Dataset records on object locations
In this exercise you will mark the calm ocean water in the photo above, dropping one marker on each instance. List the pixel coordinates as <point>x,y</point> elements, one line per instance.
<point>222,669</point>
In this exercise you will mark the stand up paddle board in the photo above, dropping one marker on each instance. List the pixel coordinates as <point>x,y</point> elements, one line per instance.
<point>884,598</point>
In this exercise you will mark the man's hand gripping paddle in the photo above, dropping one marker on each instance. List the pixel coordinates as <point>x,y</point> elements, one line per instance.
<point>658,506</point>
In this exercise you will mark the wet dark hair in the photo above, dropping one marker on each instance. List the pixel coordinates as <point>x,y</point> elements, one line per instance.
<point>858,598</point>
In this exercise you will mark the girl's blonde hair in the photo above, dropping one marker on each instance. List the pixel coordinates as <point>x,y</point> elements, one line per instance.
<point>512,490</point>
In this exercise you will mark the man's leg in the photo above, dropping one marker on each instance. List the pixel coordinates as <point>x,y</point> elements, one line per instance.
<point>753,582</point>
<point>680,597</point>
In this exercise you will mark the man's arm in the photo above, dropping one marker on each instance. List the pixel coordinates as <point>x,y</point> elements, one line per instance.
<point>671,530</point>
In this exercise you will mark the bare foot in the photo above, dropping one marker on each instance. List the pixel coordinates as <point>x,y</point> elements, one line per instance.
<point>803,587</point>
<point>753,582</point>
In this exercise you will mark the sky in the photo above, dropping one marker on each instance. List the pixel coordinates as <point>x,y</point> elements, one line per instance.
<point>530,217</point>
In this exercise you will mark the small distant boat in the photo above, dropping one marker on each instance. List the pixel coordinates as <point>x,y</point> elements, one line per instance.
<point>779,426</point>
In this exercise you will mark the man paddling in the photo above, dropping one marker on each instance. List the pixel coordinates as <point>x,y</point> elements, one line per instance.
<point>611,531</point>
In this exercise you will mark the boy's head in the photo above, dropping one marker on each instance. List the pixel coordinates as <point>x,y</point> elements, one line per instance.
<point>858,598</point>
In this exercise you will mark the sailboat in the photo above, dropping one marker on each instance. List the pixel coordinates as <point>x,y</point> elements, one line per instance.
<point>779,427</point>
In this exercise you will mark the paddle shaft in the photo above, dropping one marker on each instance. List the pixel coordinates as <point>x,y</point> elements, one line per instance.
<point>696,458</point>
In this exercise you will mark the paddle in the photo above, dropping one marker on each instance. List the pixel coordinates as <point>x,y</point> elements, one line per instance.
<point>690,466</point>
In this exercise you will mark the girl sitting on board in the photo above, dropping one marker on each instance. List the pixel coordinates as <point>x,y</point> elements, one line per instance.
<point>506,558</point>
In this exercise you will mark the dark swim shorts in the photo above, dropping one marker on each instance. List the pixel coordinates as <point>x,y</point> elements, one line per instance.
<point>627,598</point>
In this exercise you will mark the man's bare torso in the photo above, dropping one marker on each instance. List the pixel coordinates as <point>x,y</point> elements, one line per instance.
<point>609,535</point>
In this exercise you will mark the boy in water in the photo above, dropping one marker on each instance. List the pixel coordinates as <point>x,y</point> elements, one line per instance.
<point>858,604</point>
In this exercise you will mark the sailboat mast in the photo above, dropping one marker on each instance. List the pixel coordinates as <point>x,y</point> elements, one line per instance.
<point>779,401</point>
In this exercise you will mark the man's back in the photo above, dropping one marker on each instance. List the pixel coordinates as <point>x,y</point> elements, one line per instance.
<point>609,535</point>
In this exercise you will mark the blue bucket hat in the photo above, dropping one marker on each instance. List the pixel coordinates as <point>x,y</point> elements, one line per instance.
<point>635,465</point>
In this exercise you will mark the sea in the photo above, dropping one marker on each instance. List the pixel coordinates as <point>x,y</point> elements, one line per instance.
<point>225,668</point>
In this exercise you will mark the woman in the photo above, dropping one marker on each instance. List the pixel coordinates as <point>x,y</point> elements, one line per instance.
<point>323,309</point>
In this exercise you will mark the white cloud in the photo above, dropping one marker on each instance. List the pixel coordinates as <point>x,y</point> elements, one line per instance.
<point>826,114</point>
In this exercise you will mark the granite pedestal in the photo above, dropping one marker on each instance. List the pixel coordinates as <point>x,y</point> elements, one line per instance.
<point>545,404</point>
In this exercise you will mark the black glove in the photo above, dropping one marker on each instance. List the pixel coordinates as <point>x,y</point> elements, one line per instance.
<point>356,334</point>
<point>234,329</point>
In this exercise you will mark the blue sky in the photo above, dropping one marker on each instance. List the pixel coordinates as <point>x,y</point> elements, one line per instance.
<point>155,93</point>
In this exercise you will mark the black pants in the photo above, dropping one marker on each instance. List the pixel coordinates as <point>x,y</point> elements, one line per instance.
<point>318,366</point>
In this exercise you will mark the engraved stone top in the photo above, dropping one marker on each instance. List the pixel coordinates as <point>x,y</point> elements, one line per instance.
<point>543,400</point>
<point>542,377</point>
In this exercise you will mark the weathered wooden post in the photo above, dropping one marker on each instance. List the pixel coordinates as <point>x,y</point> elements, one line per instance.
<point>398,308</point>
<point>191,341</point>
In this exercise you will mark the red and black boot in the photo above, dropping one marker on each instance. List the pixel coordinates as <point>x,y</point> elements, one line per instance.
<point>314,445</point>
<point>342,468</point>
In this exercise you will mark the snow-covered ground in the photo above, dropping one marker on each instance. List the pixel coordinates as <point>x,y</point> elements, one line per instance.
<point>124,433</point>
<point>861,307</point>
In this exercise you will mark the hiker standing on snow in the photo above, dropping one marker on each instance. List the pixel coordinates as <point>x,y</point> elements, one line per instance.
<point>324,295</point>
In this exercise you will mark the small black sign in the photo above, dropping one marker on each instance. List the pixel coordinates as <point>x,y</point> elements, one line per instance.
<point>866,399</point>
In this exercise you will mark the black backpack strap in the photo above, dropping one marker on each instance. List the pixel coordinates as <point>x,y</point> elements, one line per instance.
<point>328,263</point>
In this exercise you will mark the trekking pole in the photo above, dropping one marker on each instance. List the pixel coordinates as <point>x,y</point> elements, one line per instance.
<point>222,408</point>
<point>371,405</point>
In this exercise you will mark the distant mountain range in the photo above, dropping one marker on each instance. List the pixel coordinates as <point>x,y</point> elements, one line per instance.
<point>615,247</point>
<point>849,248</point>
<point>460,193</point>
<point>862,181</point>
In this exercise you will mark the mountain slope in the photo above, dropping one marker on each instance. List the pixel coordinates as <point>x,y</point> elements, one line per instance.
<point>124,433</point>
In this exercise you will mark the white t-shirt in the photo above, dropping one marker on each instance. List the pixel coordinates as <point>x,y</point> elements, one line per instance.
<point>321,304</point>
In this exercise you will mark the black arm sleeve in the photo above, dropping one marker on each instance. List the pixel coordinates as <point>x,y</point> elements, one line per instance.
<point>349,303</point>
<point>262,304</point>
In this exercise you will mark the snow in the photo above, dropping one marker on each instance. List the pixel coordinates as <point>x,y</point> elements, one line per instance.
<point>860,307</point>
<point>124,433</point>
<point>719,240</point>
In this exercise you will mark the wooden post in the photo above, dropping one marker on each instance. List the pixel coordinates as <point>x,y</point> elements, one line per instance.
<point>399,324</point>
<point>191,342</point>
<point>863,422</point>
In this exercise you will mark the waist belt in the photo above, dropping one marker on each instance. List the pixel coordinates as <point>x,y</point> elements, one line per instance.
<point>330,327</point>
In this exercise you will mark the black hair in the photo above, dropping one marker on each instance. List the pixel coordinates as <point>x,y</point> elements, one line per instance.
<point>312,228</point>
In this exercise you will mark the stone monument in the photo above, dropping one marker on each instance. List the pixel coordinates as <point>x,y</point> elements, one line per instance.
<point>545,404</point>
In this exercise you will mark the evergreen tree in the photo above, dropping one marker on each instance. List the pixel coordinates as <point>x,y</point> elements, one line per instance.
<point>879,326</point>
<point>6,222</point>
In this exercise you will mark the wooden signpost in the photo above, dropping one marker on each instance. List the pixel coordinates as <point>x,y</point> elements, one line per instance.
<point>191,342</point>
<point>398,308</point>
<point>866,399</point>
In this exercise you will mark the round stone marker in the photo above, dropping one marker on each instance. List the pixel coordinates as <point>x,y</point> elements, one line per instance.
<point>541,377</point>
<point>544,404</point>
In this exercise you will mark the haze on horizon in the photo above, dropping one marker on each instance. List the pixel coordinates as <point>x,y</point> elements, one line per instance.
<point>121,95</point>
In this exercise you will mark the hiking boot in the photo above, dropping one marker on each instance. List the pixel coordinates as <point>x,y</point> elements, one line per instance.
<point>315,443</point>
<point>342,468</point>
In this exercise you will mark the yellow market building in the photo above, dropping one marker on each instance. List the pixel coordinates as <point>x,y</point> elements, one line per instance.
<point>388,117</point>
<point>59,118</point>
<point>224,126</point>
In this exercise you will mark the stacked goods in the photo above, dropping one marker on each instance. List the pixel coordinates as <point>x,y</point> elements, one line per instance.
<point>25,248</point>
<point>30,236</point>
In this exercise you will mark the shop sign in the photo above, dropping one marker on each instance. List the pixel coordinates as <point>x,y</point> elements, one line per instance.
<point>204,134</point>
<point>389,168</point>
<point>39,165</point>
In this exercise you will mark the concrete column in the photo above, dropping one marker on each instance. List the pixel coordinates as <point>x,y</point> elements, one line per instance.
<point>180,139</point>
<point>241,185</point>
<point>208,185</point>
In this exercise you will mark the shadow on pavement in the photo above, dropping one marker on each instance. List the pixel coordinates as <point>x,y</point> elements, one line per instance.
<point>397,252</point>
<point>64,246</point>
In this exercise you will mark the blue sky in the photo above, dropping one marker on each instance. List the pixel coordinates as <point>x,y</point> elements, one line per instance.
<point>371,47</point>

__WRITTEN INSTRUCTION__. Reproduce, unchanged, the part of the listing above that opens with the line containing "In this exercise you will mark the waist" and closes with the line containing "<point>312,228</point>", both of those lines included.

__IN RESPONSE__.
In this exercise you will mark the waist belt in the photo above, dropping one marker on each instance. List the pixel coordinates as <point>x,y</point> elements, one line per instance.
<point>330,327</point>
In this exercise you will mark the black hair in the photo above, dropping one marker on each instance. List the pixel coordinates as <point>x,y</point> elements, one line per instance.
<point>312,228</point>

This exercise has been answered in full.